**PASSAGE:**
## Start

There's one problem I see with that: I didn't see Him.And ,correct me if I'm wrong,but I don't think you did either.

My bible tells me that every eye shall see Him when He returns.

Am I missing something?


----------



## Artfuldodger (Jun 15, 2015)

welderguy said:


> There's one problem I see with that: I didn't see Him.And ,correct me if I'm wrong,but I don't think you did either.
> 
> My bible tells me that every eye shall see Him when He returns.
> 
> Am I missing something?



1 John 3:2
Dear friends, now we are children of God, and what we will be has not yet been made known. But we know that when Christ appears, we shall be like him, for we shall see him as he is.

If Christ has already returned, now and not yet is no longer prevalent.
But if we see Christ in Paradise, won't we see Christ as he is? Won't this be before Christ appears?
Can you eyeball Jesus in Paradise enough to see him as he is? Even without eyes?


----------



## Artfuldodger (Jun 15, 2015)

welderguy said:


> There's one problem I see with that: I didn't see Him.And ,correct me if I'm wrong,but I don't think you did either.
> 
> My bible tells me that every eye shall see Him when He returns.
> 
> Am I missing something?



You weren't born in 70AD. But when Jesus returns in the future, will the souls in He!! come back to earth to see the event? Must they too return to their bodies in order to eyeball this event? I do understand that at this future event, no body else will be born, thus every eye will see. Even the dead. The confusing part is the souls in he!!. They must return for a body to see this event. If you gonna need a body in Heaven, you'll need a body in He!!.
Unless He11 is eternal death.


----------



## hobbs27 (Jun 15, 2015)

welderguy said:


> There's one problem I see with that: I didn't see Him.And ,correct me if I'm wrong,but I don't think you did either.
> 
> My bible tells me that every eye shall see Him when He returns.
> 
> Am I missing something?



Yes you are missing the main point. Of course not every eye throughout history could see Him. Many have died, many haven't been born yet, but the part you fail to see is " even those that pierced him".  That puts it back in that first century generation.


----------



## NE GA Pappy (Jun 15, 2015)

hobbs27 said:


> While you were there did you vist the valley of hinnom?



Yes, on the other side of Jerusalem, and the Cheesemaker valley that splits east and west Jerusalem, and the Kidon Valley at the foot of the Mount of Olives and runs all the way to the Dead Sea.

Where  Gehenna and Kidron meet is the Field of Blood where Judas killed himself.


----------



## hobbs27 (Jun 15, 2015)

NE GA Pappy said:


> Yes, on the other side of Jerusalem, and the Cheesemaker valley that splits east and west Jerusalem, and the Kidon Valley at the foot of the Mount of Olives and runs all the way to the Dead Sea.

## End

**WORK INSTRUCTIONS:**
1. Summarize the forum thread about Christ's return in three sentences.
2. Copy the part of the forum thread about Christ's return between "If Christ has" and "Even without eyes?", inclusive.
3. Write what comes next in the forum thread about Christ's return, picking up after its final sentence.

**EXTRACTED DATA:**
## Start

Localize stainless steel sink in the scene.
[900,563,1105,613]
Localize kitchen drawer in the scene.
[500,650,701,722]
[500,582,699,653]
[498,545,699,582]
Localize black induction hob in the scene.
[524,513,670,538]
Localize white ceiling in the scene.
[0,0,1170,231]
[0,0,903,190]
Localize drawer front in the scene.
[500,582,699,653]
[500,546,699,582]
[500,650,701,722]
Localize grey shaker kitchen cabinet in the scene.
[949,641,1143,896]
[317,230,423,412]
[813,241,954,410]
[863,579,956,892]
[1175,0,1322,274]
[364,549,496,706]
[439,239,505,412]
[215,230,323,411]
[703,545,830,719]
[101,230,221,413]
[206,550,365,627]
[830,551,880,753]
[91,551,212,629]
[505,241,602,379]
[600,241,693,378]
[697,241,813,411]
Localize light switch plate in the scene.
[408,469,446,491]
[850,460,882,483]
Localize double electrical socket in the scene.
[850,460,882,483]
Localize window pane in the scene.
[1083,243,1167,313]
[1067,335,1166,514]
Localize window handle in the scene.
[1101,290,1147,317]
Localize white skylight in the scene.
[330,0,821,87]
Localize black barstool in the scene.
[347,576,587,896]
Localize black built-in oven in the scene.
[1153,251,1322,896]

## End

**TASK-BY-TASK RESULTS:**
1. welderguy objects that neither welderguy nor the other poster saw Christ, though the Bible says every eye shall see Him when He returns. Artfuldodger responds with 1 John 3:2 and asks whether souls in hell must return to bodies to see a future return. hobbs27 argues that the words "even those that pierced him" place the event in the first-century generation, and NE GA Pappy, asked about the valley of Hinnom, describes valleys around Jerusalem and says the Field of Blood, where Judas killed himself, lies where Gehenna and Kidron meet.

2.
If Christ has already returned, now and not yet is no longer prevalent.
But if we see Christ in Paradise, won't we see Christ as he is? Won't this be before Christ appears?
Can you eyeball Jesus in Paradise enough to see him as he is? Even without eyes?

3.
> 
> Where Gehenna and Kidron meet is the Field of Blood where Judas killed himself.


 
 So you have literally been to he!! and back. Thats cool!


----------



## hobbs27 (Jun 15, 2015)

Artfuldodger said:


> 1 John 3:2
> Dear friends, now we are children of God, and what we will be has not yet been made known. But we know that when Christ appears, we shall be like him, for we shall see him as he is.
> 
> If Christ has already returned, now and not yet is no longer prevalent.
> ...


 
 Art what makes up Christ's body and is it visible?


----------



## welderguy (Jun 15, 2015)

hobbs27 said:


> Yes you are missing the main point. Of course not every eye throughout history could see Him. Many have died, many haven't been born yet, but the part you fail to see is " even those that pierced him".  That puts it back in that first century generation.



Those that pierced Him are part of the "every eye" that will see Him.

Again,Job tells us when his redeemer stands on the earth at the latter day,he will,in his FLESH,see Him.

Job 19:25-27
"For I know that my redeemer liveth, and that he shall stand at the latter day upon the earth:
 And though after my skin worms destroy this body, yet in my flesh shall I see God:
 Whom I shall see for myself, and mine eyes shall behold, and not another; though my reins be consumed within me."


----------



## hobbs27 (Jun 15, 2015)

welderguy said:


> Those that pierced Him are part of the "every eye" that will see Him.
> 
> Again,Job tells us when his redeemer stands on the earth at the latter day,he will,in his FLESH,see Him.
> 
> ...


 



Here's that latter day we are still in , even though Christ hasnt stood on the earth in almost 2,000 years.

Again,Job tells us when his redeemer stands on the earth at the latter day


----------



## welderguy (Jun 15, 2015)

hobbs27 said:


> Here's that latter day we are still in , even though Christ hasnt stood on the earth in almost 2,000 years.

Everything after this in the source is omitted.